■ Given instruction
Shift every coordinate in the answers up by 116 and give these lines again, requests unchanged, from the line with "Locate the tree canopy" to the line with "top-left (113, 8), bottom-right (258, 81)".

■ Stored rows
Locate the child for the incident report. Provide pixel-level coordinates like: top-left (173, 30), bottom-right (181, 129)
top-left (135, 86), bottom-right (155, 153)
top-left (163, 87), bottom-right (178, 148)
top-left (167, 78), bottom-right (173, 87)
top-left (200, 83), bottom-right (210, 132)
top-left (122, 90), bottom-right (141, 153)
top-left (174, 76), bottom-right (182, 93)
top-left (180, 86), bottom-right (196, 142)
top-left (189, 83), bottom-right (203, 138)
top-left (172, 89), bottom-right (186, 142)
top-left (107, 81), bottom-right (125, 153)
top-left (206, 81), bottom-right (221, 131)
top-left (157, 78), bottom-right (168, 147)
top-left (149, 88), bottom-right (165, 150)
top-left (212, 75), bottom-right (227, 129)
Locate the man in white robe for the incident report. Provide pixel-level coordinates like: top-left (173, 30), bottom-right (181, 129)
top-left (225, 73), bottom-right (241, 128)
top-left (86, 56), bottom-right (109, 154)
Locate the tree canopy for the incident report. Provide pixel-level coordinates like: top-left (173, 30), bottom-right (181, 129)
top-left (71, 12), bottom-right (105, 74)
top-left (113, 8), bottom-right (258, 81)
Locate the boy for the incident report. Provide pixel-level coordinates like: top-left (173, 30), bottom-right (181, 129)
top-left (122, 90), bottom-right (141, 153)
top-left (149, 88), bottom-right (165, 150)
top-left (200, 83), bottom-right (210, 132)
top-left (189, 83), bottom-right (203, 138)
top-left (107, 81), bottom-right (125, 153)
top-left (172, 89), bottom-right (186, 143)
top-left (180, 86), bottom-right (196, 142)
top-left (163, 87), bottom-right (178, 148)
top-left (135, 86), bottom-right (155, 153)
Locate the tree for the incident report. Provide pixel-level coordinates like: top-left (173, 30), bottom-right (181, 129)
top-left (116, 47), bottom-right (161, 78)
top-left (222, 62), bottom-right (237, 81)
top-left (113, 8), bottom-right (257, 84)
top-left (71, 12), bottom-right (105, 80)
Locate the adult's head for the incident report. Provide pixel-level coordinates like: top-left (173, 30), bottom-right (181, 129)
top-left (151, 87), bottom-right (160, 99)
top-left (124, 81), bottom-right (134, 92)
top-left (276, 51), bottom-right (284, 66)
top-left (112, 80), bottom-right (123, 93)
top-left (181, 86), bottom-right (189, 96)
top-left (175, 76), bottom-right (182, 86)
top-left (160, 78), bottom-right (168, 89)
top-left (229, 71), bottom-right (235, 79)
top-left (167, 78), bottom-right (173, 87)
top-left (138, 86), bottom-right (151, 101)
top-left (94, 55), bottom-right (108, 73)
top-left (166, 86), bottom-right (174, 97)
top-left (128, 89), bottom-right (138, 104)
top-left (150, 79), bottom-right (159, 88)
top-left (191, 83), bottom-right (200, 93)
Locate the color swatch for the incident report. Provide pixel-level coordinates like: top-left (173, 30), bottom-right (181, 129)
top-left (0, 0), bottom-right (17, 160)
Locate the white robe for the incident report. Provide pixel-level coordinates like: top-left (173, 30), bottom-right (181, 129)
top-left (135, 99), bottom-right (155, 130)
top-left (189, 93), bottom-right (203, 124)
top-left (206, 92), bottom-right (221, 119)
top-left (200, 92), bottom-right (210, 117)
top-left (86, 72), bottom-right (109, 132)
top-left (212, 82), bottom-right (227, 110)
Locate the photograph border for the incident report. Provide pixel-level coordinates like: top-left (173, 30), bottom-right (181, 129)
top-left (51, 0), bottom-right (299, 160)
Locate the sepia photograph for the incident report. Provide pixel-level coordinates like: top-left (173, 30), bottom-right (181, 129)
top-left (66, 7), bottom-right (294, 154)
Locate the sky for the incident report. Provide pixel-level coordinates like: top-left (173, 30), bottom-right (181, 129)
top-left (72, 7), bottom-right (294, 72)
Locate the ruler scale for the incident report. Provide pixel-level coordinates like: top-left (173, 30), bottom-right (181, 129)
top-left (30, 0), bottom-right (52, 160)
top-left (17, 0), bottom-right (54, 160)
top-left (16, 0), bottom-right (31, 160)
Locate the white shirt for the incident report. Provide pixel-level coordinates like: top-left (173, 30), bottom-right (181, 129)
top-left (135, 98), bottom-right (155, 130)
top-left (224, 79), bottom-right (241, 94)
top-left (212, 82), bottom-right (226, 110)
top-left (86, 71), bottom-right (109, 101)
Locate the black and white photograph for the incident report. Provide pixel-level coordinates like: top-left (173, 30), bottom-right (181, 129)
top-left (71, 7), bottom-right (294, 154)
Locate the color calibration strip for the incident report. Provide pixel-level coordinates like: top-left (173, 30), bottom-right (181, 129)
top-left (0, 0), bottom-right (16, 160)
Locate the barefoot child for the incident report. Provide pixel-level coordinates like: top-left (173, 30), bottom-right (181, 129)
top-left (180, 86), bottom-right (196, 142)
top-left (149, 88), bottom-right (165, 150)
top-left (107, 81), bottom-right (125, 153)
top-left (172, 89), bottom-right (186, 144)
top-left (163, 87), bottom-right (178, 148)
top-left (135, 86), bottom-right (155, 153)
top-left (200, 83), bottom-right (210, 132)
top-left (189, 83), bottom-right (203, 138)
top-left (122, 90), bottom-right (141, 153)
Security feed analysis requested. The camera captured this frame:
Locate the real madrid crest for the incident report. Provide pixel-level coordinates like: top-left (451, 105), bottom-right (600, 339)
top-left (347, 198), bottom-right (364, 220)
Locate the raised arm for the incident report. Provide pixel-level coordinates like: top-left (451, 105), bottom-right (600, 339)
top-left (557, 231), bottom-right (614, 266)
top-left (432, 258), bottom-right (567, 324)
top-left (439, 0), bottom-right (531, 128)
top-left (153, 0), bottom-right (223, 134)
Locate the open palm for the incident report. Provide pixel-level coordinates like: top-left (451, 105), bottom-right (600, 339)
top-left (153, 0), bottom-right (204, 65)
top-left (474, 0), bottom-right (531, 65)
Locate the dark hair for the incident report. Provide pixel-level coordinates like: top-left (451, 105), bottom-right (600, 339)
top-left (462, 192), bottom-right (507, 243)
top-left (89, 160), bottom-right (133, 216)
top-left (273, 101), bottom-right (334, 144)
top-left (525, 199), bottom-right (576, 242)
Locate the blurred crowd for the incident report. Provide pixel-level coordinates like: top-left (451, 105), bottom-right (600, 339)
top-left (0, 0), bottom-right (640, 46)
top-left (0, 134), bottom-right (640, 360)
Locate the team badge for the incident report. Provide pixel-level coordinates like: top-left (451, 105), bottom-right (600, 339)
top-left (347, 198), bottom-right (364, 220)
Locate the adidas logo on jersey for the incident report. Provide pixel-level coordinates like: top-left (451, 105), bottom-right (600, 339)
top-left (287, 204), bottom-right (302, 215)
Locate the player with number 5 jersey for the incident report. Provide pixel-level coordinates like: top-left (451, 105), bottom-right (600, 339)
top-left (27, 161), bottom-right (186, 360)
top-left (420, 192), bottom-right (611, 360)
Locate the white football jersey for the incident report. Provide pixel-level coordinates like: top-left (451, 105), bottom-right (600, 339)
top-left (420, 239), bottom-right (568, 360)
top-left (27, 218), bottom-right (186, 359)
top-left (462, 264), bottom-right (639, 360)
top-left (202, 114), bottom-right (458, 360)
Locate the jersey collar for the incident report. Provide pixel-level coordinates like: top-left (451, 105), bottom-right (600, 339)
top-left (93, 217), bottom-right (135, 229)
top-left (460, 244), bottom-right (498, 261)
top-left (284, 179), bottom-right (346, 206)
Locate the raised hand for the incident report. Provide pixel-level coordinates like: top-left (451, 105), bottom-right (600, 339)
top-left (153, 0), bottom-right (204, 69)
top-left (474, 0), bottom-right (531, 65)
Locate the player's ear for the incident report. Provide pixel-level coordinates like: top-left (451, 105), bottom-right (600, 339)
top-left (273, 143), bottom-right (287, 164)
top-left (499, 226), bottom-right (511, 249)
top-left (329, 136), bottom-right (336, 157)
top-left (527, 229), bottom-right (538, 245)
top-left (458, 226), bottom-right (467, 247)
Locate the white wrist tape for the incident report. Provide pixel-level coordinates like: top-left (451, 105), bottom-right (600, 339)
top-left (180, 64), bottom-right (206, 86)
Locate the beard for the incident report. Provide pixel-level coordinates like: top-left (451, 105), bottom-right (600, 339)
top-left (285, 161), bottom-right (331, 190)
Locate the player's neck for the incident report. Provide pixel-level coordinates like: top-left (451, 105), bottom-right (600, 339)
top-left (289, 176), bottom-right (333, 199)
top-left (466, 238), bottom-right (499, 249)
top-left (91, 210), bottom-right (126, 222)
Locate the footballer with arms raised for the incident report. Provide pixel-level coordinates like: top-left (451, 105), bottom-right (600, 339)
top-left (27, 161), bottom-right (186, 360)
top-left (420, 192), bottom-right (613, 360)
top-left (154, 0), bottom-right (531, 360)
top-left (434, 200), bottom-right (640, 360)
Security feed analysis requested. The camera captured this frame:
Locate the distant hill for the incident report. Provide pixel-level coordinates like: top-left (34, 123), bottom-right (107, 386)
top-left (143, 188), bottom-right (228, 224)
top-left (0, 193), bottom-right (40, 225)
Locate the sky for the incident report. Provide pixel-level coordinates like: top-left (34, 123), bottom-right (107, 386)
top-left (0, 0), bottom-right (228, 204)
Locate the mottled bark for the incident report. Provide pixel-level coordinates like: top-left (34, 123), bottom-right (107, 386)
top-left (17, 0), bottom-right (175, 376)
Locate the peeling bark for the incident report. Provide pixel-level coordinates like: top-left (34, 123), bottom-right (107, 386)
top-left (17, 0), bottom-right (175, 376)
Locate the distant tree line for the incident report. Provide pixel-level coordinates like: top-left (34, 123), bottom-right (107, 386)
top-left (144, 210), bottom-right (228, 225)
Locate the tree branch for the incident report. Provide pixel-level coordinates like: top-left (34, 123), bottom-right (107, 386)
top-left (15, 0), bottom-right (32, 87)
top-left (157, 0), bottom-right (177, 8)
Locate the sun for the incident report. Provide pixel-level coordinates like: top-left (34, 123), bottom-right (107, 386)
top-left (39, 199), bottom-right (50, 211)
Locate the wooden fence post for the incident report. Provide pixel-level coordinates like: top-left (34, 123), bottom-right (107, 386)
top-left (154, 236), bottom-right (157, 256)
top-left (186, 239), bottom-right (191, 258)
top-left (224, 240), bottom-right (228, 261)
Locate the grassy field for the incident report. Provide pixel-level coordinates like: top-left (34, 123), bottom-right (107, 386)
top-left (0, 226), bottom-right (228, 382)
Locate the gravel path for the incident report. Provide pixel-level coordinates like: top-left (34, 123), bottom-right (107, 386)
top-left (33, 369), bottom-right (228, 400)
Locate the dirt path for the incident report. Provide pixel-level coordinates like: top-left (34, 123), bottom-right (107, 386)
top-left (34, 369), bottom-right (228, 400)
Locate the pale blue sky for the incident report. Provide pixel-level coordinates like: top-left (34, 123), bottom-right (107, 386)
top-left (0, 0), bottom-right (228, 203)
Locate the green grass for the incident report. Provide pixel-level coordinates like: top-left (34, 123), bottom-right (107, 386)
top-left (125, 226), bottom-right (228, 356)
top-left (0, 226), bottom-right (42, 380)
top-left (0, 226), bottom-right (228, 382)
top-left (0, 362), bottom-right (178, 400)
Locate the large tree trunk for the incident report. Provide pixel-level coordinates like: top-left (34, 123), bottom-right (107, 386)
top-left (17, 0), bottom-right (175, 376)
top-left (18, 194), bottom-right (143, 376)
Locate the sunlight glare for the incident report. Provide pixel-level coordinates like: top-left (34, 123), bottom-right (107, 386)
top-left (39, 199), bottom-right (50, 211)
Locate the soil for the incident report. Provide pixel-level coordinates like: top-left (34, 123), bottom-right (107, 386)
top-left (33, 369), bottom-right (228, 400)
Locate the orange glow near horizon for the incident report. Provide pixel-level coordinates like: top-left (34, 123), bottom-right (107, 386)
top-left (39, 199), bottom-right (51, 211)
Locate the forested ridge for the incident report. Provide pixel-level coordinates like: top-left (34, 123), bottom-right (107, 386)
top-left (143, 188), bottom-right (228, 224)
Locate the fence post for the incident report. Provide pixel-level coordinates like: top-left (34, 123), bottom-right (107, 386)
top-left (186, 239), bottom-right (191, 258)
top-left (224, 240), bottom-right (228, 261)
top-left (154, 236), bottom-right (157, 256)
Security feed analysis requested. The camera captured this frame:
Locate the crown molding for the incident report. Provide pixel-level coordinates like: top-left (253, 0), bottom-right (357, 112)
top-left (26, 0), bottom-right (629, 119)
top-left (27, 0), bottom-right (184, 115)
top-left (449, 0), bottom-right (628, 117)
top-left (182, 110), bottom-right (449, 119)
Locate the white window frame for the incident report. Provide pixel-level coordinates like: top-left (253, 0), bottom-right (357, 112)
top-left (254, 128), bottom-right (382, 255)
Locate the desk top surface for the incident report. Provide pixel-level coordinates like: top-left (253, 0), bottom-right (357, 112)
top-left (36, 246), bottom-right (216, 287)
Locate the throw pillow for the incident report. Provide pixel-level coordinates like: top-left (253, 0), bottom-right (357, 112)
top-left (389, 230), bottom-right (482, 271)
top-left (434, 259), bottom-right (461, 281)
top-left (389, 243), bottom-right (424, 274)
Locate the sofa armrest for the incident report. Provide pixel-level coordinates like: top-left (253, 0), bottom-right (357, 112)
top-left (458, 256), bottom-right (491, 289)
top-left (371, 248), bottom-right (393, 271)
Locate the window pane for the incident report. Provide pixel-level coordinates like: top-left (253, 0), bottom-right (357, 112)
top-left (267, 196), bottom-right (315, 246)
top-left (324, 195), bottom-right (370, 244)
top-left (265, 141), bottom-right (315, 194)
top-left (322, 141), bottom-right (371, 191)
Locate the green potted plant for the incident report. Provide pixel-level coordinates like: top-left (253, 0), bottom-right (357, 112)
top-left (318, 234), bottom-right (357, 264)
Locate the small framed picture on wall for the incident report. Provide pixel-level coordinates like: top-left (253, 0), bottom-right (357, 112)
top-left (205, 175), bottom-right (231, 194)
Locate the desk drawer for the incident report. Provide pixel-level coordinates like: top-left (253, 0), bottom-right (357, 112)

■ Output for this task
Locate the tree canopy for the incident report. Provide pixel-level coordinates like: top-left (173, 30), bottom-right (181, 129)
top-left (187, 128), bottom-right (221, 190)
top-left (229, 124), bottom-right (374, 197)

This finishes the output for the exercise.